------ Supplied passage

School‐based interventions effectively improve physical activity, cardiovascular health, and muscular strength and reach children from all socioeconomic backgrounds [3, 16, 17, 18]. However, logistical barriers often limit their implementation [18, 19]. To address these challenges, our study implemented daily 15 min kettlebell‐based strength training in the classroom. Strength training in children is a safe and effective way to improve strength, body composition, and cardiovascular health [20, 21, 22]. Even brief school‐based activity interventions have shown positive effects on BMI, daily activity, and academic performance [23, 24].
This study aimed to evaluate the feasibility and effectiveness of daily classroom‐integrated kettlebell‐based training in second‐grade children, hypothesizing improvements in physical performance, cognitive function, and health‐related factors.
Methods
2
Participants
2.1
Second‐grade children in good health were eligible to participate. The study complied with the Declaration of Helsinki and was approved by the regional ethics committee (Ethics Committee Northwest and Central Switzerland; trial registration: NCT06910085). Of 102 invited children, 93 participated after obtaining written parental consent, with eight declining or not responding and one excluded due to cognitive limitations. Three classes were assigned to the intervention group (IG, n = 61) and two classes to the control group (CG, n = 33). Further details are presented in Figure 1.
Flow diagram of participant recruitment and study procedures. n = number of children.

------------

Task requirements:
1 – In the passage on classroom kettlebell training, how long did each daily training session last?
2 – Carry on the classroom kettlebell training passage from its final line.

------ Source information

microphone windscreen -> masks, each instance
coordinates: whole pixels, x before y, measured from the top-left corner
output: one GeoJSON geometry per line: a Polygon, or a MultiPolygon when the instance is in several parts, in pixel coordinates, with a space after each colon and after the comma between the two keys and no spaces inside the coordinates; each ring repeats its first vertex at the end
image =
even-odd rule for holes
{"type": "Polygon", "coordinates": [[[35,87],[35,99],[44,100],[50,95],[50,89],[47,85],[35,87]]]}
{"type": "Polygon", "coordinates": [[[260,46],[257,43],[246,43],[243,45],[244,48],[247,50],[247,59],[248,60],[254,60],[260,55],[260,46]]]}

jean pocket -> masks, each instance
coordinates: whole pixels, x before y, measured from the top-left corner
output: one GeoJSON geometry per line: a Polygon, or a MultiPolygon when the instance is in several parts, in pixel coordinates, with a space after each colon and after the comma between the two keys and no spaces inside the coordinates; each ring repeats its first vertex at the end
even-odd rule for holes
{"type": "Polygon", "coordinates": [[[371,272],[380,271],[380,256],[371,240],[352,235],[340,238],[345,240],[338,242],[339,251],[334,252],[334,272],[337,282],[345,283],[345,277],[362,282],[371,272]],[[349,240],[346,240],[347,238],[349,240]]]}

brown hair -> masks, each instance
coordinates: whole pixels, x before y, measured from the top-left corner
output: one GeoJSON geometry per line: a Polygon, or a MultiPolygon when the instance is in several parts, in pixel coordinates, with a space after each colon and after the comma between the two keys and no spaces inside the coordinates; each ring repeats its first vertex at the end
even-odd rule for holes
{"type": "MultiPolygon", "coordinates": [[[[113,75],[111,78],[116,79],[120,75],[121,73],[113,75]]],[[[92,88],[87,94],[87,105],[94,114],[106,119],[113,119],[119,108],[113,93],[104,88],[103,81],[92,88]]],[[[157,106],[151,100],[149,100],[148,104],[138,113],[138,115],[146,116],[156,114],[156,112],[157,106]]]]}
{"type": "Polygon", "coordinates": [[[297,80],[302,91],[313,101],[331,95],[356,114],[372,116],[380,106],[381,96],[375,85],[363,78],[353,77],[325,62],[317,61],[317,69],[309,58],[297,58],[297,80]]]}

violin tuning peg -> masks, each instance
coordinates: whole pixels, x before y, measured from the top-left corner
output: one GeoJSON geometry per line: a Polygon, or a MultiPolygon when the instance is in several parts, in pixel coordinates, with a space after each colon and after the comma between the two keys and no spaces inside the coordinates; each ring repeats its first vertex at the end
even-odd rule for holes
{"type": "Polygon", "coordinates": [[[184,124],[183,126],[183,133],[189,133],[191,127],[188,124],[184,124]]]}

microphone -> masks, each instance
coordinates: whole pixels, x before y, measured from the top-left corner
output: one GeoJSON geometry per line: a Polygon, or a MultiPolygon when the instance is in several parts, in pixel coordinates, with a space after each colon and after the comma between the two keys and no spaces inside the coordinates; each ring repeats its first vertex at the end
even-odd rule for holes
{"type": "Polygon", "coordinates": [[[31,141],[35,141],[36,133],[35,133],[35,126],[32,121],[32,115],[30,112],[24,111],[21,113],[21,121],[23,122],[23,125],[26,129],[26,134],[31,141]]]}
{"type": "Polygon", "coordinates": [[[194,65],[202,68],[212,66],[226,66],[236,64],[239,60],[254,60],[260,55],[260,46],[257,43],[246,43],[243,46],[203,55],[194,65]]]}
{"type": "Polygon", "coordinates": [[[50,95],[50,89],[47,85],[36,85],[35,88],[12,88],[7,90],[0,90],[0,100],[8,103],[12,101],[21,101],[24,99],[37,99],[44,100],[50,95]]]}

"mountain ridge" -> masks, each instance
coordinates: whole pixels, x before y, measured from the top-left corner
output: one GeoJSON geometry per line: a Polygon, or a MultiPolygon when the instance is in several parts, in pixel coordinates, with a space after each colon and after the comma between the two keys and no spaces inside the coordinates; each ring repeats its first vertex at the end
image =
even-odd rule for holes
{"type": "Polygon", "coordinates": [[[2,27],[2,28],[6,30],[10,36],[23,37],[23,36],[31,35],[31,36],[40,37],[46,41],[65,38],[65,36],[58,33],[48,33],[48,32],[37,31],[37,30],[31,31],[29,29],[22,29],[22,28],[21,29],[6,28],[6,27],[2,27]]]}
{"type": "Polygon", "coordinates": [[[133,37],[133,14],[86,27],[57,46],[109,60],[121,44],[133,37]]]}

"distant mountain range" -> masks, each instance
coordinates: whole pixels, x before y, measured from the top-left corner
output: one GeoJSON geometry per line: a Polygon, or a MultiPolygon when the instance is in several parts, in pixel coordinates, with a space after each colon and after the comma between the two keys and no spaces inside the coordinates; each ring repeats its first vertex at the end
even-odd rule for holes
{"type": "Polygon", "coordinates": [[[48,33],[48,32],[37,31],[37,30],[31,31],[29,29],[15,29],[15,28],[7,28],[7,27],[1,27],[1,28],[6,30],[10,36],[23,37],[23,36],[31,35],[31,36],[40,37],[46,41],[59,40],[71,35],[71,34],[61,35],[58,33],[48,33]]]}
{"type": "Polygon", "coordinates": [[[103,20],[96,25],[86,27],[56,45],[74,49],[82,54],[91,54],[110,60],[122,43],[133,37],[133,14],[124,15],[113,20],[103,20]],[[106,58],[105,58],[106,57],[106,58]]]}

------------

Your written answers:
1 – 15 minutes.

2 –
Instrumentation
2.2
Motor Performance Tests
2.2.1
Maximal isometric strength, focusing on lower limbs, was assessed using the isometric mid‐thigh pull [25]. Explosive strength and jumping ability were measured using countermovement jumps [26]. Both tests were performed using a Leonardo Mechanograph force measurement platform (GRFP LT, 500 Hz, Novotec Medical, Pforzheim, Germany). Each child completed two attempts, with the better result used for analysis. Grip strength of the dominant hand was assessed using an automated handgrip dynamometer (Leonardo Mechanograph GF, 500 Hz; Novotec Medical, Pforzheim, Germany) while standing with the arm fully extended, as an indicator of overall strength [27]. All strength tests are valid and reliable in children (ICC = 0.86–0.93) [26, 28].
Speed and endurance were evaluated using a 20‐m sprint and a 20‐m shuttle run test, respectively. Sprint times were recorded with electronic time gates (WITTY, Microgate Srl, Bolzano, Italy, r = 0.90) [29]. The shuttle run followed a standardized protocol (start speed: 8 km/h) with progressive increases until two consecutive failures (r = 0.89) [5, 30].
Dynamic balance was evaluated by walking backwards on beams with three widths (6, 4.5, and 3 cm), with three attempts per beam and a maximum score of 72 points (ICC = 0.8) [31].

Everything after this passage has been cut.